_PROBLEM TO WORK ON_:
Count the lines in the material below that contain the string "clicks", and give only that number.

Data items:
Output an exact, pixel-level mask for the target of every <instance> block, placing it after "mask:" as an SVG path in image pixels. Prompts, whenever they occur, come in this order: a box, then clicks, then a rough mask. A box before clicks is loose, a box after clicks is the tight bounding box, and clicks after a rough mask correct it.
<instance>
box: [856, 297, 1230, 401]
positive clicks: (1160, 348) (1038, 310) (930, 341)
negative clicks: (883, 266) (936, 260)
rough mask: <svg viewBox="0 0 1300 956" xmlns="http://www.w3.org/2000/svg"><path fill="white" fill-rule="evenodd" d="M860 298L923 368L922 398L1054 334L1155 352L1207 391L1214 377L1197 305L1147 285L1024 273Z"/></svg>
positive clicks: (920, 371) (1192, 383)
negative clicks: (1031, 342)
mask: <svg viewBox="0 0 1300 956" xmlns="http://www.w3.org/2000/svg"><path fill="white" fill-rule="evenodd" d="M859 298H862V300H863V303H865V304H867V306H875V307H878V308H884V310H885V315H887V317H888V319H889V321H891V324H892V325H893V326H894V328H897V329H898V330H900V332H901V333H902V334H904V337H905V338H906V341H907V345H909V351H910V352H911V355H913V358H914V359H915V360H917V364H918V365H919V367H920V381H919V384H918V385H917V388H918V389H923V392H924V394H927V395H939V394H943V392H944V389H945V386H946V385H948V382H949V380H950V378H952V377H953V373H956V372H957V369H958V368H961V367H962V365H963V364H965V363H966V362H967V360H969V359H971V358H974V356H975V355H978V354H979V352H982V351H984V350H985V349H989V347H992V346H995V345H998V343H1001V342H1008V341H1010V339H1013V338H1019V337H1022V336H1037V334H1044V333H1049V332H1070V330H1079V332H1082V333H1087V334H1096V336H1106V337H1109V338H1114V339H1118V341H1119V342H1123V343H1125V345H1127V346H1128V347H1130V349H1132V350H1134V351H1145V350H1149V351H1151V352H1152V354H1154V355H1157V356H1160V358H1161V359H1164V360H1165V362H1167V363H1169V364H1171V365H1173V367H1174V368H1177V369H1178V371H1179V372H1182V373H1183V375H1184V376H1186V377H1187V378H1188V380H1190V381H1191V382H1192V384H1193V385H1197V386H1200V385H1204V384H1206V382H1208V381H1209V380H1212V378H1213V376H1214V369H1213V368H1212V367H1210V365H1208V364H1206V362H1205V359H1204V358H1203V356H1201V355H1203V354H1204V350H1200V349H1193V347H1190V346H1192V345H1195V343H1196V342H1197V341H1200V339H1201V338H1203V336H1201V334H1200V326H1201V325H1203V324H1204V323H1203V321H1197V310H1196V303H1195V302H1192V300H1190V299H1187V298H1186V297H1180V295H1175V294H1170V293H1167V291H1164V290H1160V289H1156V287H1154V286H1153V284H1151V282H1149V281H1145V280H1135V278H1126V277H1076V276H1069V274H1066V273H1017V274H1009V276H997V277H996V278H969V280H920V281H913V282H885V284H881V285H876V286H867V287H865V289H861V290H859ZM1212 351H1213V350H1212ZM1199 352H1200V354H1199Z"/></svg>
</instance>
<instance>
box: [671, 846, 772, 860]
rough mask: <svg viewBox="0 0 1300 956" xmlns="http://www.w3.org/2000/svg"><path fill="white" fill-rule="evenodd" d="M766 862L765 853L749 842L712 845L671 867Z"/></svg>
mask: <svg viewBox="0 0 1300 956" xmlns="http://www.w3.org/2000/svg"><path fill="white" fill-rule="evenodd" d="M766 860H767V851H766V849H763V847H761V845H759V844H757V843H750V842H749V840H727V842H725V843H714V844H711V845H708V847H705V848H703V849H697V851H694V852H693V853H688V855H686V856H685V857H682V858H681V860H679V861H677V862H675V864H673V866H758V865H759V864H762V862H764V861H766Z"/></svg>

_EXERCISE ANSWER_:
5